Isocrates (436BC-338 BC) was born in Athens and studied with Socrates,
Prodicus, and Gorgias. He opened a school of rhetoric (393 BC), where
oration contained few figures of speech, but replete with examples from
philosophy and history. His On the Peace (355 BC) suggested that Athens
reject imperialism and seek peace. In Areopageticus (355 BC), he exhorted
Athens to return to the democracy of Solon and Cleisthenes. He promoted
the Greek ideals of freedom, self-control, and virtue; in this he influenced
several Roman rhetoricians, such as Cicero and Quintilian, and influenced
the core concepts of liberal arts education. Isocrates died at age 98 after
reminding King Philip of Macedon to conquer Persia.
Photo source: commons.wikimedia.org

Beatrice Wood (1893-1998), exhibited her latest work in ceramics at age 98
at Garth Clark Gallery, NY (1991). She was an American artist and studio
potter involved in the Avant Garde movement in the U.S.; she founded
and edited The Blind Man magazine in New York City with French artist
Marcel Duchamp and writer Henri-Pierre Roché in 1917. She had earlier
studied art & theater in Paris, and was working in New York as an actress.
She later worked at sculpture and pottery. Wood was characterized as the
"Mama of Dada." She settled in Ojai, California in 1948 to be near the
Indian philosopher Jiddu Krishnamurti. Autobiography, I Shock Myself
(1985) was published at age 92. Died at age 105 on 3-12-1998 (obituary).
Photo: Beatrice Wood (coolhunting.com/)

Joel Henry Hildebrand (1881-1993) was an American educator &
a pioneer chemist. He was a major figure in physical chemistry
research specializing in liquids and nonelectrolyte solutions.
He joined UC Berkeley as a chemistry instructor in 1913, and
was granted Full Professorship in 1919. He served as Dean of
College of Chemistry (1949-1951). He retired from full-time
teaching in 1952 but remained Professor Emeritus at Berkeley
until his death. Hildebrand Hall on the Berkeley campus is
named for him. He worked with undergraduate students even
at the age of 100. His book Viscosity and Diffusivity: A Predictive
Treatment
(June 1977) was published when he was 95-years-old.

* Source data:
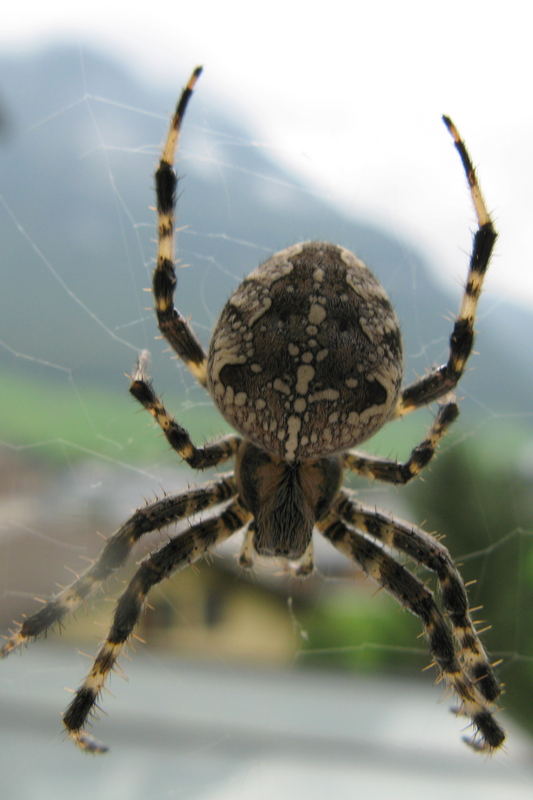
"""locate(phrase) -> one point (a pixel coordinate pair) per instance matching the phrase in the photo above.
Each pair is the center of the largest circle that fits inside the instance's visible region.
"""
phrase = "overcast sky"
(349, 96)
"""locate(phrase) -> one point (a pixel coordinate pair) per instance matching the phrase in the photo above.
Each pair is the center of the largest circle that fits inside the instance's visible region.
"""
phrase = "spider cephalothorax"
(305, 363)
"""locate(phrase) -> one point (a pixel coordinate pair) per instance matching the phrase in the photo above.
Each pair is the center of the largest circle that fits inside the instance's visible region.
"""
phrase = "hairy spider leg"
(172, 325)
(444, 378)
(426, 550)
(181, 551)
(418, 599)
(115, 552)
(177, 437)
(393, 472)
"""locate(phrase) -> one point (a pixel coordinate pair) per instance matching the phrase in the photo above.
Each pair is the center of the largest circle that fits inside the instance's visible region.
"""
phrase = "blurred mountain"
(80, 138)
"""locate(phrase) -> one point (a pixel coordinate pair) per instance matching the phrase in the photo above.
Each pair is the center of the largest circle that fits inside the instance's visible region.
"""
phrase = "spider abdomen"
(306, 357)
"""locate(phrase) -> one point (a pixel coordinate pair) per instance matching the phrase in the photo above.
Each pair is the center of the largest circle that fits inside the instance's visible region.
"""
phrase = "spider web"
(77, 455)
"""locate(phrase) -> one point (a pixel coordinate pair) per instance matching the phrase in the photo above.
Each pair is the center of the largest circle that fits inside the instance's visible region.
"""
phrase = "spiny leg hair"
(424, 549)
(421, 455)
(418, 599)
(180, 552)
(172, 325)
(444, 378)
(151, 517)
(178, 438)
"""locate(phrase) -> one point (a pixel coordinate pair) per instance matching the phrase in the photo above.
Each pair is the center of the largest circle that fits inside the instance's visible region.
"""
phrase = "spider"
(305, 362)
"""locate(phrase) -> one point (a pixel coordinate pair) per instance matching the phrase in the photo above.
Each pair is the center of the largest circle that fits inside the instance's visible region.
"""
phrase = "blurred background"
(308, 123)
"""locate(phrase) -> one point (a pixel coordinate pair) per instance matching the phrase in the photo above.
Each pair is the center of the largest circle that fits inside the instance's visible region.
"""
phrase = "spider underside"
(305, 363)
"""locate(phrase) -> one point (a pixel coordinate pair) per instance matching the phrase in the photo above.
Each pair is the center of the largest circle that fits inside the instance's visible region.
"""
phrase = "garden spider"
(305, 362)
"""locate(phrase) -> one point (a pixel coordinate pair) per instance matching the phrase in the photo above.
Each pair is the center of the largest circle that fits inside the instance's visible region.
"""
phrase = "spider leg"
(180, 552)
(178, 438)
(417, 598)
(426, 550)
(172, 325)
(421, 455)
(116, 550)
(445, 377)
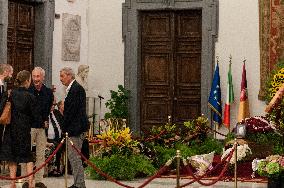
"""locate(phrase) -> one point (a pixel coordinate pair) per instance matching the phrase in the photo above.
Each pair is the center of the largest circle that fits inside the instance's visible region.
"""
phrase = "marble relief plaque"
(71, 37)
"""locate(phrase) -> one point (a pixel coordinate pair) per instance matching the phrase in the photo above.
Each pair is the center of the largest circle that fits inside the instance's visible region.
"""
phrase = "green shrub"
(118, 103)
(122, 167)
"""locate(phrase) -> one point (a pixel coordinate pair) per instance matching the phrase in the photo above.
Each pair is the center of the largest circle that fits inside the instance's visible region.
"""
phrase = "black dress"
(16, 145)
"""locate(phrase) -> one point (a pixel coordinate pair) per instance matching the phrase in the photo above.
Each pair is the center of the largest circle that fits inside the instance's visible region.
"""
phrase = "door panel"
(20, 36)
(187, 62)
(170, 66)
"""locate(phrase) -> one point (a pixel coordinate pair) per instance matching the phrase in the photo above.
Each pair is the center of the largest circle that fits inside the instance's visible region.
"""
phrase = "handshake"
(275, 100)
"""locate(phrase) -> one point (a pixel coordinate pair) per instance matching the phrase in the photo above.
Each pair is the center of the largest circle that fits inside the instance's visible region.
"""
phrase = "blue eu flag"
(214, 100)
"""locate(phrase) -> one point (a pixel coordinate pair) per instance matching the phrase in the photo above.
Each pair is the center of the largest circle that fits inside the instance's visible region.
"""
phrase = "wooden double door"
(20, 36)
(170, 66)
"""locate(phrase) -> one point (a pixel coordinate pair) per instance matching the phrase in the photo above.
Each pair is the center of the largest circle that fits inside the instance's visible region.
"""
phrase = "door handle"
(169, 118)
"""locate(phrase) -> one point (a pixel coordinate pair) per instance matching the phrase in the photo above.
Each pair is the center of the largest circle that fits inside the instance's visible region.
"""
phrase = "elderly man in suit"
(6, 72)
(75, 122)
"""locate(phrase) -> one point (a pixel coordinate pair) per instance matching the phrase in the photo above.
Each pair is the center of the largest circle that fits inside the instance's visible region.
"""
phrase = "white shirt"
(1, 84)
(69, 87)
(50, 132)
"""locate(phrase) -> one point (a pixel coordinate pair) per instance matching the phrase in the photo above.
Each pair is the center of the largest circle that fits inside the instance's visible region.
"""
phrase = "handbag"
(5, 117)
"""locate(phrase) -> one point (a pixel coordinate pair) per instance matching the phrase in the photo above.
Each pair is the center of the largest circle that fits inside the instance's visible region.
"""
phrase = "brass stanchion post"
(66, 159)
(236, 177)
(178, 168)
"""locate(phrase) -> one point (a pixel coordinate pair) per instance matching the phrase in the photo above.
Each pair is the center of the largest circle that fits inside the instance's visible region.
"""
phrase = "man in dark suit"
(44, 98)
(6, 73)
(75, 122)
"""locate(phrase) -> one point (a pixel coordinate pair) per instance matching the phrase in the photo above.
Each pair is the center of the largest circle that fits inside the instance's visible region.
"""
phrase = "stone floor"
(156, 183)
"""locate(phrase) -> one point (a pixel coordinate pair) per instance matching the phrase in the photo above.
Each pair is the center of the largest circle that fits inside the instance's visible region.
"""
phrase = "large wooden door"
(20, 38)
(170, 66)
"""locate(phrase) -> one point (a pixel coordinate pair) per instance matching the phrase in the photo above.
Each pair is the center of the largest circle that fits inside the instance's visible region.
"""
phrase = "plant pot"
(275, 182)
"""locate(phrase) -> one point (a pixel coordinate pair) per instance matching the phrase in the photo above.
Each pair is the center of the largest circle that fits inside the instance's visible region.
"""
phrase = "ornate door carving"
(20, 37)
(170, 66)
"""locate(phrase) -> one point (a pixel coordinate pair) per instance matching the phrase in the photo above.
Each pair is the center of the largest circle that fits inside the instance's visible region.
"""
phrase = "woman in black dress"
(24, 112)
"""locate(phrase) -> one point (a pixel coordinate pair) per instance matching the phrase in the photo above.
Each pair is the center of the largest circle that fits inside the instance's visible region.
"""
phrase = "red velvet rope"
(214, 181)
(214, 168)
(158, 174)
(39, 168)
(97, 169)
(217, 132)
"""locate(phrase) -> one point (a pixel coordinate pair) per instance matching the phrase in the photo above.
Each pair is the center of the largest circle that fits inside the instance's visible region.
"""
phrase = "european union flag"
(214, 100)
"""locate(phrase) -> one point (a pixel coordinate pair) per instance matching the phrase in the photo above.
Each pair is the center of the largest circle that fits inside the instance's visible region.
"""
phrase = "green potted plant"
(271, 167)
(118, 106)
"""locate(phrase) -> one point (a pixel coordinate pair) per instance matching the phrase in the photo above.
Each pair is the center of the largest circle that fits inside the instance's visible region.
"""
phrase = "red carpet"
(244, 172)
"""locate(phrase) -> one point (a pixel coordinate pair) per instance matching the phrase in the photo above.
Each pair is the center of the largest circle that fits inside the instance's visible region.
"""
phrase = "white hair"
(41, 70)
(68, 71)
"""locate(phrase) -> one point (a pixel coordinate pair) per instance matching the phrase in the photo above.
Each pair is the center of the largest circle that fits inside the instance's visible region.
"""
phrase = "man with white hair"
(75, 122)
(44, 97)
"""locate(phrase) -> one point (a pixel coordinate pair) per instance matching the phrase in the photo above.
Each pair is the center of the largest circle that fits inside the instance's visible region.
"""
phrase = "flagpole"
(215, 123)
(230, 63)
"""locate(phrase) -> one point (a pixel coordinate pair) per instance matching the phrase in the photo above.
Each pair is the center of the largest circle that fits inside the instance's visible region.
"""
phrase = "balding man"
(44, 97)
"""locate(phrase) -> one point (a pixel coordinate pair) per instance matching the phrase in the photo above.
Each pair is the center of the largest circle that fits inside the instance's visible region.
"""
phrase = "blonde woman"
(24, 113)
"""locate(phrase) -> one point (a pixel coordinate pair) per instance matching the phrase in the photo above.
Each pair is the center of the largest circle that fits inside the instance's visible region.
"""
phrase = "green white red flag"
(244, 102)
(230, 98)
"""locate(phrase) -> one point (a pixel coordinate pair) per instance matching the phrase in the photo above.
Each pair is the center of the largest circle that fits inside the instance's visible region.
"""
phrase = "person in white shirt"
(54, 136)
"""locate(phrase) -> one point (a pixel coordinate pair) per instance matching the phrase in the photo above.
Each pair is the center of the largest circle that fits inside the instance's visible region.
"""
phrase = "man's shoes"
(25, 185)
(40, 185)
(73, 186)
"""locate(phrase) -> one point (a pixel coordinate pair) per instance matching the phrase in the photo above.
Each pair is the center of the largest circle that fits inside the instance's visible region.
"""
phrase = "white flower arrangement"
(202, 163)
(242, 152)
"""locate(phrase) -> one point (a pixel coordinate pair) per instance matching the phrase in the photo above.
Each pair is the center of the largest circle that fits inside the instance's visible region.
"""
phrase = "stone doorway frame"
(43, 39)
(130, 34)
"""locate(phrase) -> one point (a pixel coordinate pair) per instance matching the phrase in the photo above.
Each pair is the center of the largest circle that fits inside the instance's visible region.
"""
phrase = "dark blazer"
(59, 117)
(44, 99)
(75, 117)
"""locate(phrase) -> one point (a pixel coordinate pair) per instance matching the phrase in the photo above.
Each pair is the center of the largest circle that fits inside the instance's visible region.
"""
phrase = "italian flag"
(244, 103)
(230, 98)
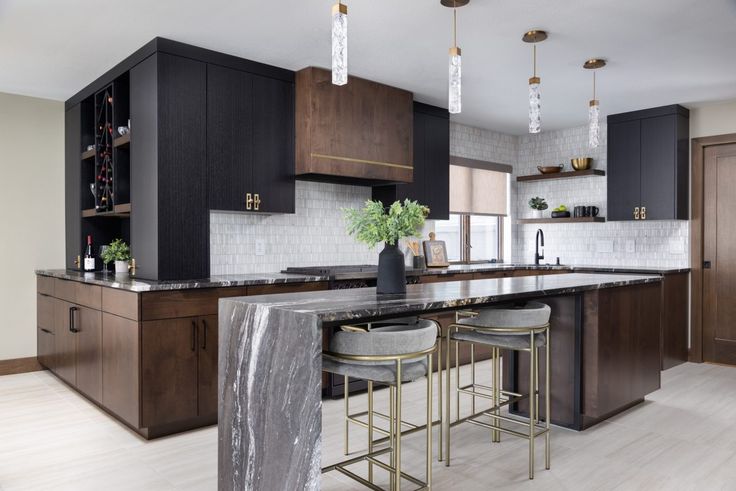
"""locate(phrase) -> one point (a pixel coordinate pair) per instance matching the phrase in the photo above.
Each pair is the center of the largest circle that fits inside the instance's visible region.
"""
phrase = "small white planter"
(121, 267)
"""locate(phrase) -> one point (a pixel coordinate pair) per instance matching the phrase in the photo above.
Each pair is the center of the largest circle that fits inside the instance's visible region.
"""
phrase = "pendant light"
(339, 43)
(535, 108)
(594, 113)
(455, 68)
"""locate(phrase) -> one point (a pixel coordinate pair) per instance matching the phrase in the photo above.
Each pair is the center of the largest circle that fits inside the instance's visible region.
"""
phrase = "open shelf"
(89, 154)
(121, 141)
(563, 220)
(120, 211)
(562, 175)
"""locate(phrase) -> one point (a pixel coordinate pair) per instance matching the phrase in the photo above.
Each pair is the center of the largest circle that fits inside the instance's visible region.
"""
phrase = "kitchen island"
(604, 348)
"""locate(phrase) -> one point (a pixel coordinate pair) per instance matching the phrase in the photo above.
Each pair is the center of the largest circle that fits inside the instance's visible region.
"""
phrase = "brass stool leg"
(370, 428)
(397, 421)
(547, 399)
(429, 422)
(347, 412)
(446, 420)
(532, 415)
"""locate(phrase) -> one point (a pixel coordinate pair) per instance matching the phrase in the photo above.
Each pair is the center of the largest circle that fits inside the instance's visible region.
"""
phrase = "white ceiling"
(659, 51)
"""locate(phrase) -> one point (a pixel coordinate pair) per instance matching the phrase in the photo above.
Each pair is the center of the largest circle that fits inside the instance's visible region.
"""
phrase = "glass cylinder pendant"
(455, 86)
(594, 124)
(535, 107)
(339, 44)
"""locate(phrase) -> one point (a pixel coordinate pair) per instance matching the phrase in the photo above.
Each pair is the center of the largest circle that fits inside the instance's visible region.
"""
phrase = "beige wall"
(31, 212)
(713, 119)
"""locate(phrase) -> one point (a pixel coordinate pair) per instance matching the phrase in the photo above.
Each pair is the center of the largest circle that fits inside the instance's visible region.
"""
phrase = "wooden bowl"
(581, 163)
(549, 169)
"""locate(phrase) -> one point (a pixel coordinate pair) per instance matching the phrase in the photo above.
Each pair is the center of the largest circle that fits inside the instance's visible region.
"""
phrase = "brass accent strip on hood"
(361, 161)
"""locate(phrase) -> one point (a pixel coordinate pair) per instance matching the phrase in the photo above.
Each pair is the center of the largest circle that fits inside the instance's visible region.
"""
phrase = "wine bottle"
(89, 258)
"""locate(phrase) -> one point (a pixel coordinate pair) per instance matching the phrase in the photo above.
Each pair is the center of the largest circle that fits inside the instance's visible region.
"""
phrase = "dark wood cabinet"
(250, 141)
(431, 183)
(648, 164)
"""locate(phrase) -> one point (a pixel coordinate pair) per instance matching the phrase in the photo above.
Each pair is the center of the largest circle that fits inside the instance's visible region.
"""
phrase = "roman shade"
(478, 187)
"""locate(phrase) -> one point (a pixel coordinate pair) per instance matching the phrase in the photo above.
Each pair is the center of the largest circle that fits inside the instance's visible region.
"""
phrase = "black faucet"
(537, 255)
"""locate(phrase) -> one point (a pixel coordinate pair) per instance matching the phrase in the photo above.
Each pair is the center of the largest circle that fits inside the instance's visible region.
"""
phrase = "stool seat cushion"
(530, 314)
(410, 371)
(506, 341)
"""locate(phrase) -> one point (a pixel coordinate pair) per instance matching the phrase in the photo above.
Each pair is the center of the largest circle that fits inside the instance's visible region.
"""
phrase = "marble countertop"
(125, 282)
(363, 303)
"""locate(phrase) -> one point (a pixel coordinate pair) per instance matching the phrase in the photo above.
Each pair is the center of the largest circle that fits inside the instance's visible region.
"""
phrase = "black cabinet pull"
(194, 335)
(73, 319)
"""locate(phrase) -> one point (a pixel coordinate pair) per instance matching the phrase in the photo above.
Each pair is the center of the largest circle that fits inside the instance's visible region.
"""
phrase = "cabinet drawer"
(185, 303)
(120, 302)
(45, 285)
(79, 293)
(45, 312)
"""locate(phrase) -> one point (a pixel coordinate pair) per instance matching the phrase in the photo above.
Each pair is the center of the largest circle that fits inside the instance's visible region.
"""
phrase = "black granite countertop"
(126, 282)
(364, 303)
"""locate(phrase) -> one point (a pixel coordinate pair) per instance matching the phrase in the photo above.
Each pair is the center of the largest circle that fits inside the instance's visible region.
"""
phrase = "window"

* Task requirements:
Can you copy the profiles from "She later worked" to "and nonelectrolyte solutions.", putting "ceramics" in place of "pottery"? Rely only on the text.

* Exercise response:
She later worked at sculpture and ceramics. Wood was characterized as the
"Mama of Dada." She settled in Ojai, California in 1948 to be near the
Indian philosopher Jiddu Krishnamurti. Autobiography, I Shock Myself
(1985) was published at age 92. Died at age 105 on 3-12-1998 (obituary).
Photo: Beatrice Wood (coolhunting.com/)

Joel Henry Hildebrand (1881-1993) was an American educator &
a pioneer chemist. He was a major figure in physical chemistry
research specializing in liquids and nonelectrolyte solutions.